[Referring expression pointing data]

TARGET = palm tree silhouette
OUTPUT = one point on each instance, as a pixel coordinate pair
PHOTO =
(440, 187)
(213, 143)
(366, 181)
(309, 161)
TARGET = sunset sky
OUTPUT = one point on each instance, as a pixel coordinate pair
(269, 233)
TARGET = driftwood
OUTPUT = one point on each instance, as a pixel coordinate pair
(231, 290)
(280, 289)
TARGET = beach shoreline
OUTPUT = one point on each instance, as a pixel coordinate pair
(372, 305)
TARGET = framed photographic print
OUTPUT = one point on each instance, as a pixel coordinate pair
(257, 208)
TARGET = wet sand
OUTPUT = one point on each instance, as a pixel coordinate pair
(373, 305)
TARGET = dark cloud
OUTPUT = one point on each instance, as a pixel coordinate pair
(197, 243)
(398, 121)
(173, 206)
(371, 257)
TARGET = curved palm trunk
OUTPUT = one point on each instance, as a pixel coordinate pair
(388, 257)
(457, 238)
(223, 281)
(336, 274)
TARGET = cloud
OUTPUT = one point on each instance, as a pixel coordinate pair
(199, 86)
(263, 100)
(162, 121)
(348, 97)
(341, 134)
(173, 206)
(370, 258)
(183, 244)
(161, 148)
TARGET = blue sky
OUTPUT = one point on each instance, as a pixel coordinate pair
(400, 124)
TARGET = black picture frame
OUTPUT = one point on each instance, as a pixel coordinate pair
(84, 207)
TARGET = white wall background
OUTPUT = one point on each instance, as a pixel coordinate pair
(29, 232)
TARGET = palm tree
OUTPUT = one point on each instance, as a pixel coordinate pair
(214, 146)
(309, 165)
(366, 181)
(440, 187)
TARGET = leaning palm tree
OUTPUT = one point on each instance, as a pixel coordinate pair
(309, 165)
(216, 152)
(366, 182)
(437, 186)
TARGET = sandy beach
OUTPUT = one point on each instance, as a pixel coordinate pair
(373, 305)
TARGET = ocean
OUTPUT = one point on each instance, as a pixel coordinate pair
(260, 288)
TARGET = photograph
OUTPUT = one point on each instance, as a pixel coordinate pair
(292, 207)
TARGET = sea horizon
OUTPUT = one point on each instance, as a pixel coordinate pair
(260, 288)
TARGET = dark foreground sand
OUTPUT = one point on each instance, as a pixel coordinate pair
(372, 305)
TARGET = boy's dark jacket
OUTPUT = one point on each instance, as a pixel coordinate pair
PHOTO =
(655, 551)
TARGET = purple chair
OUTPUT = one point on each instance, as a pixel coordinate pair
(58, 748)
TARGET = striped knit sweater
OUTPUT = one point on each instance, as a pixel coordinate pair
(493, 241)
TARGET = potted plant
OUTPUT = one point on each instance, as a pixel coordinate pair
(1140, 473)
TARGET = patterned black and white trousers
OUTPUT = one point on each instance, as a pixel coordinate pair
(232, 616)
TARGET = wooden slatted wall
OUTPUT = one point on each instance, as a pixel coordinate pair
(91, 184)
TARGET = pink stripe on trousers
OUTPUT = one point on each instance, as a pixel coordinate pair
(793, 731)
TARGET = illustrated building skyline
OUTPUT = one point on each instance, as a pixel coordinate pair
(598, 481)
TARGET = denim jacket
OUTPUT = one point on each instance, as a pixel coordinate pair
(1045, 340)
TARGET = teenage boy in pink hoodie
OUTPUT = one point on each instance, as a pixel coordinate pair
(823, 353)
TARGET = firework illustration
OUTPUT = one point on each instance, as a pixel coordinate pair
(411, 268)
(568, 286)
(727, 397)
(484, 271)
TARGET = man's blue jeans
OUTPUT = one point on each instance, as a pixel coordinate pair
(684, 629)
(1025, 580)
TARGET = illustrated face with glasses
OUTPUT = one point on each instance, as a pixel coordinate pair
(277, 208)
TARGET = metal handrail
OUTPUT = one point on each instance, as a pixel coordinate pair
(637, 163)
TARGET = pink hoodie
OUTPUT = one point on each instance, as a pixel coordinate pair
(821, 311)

## TASK TO COMPLETE
Take the lines above from the one containing "TARGET = dark cloud" down to the one containing "TARGET = potted plant", and transcribe them exactly, both ends included.

## REPLY TO THE TASK
TARGET = dark cloud
OUTPUT = one point on each instance, as a pixel coordinate pair
(197, 243)
(398, 121)
(173, 206)
(371, 257)
TARGET = curved palm trunk
OUTPUT = one point on each instance, as a pixel coordinate pair
(388, 257)
(457, 238)
(223, 281)
(336, 274)
TARGET = cloud
OUTPUT = one point on each instance, as a pixel coordinate pair
(199, 86)
(263, 100)
(162, 121)
(348, 97)
(341, 134)
(173, 206)
(370, 258)
(183, 244)
(161, 148)
TARGET = blue sky
OUTPUT = one point on each instance, as a pixel coordinate pair
(400, 124)
TARGET = black picture frame
OUTPUT = one point on each instance, as a pixel coordinate pair
(84, 207)
TARGET = white wall background
OUTPUT = one point on each instance, as a pixel coordinate pair
(29, 232)
TARGET = palm tree
OUTPUT = one point on each instance, as a pixel coordinate pair
(214, 146)
(309, 165)
(366, 181)
(440, 187)
TARGET = leaning palm tree
OUTPUT = one point on each instance, as a pixel coordinate pair
(309, 165)
(216, 152)
(366, 182)
(437, 186)
TARGET = sandy beach
OUTPUT = one point on each instance, as a pixel coordinate pair
(373, 305)
TARGET = ocean
OUTPUT = one point on each instance, as a pixel coordinate pair
(260, 288)
TARGET = photograph
OUTPUT = one point on each instance, as a pixel coordinate pair
(292, 207)
TARGET = sea horizon
OUTPUT = one point on each instance, as a pixel coordinate pair
(260, 288)
TARGET = dark foreground sand
OUTPUT = one point on each instance, as a pixel coordinate pair
(372, 305)
TARGET = boy's dark jacket
OUTPUT = one point on each instance, as a pixel coordinate pair
PHOTO =
(655, 551)
TARGET = purple chair
OUTPUT = one point on each instance, as a pixel coordinate pair
(58, 748)
TARGET = striped knit sweater
OUTPUT = one point on each instance, as a pixel coordinate pair
(493, 241)
TARGET = potted plant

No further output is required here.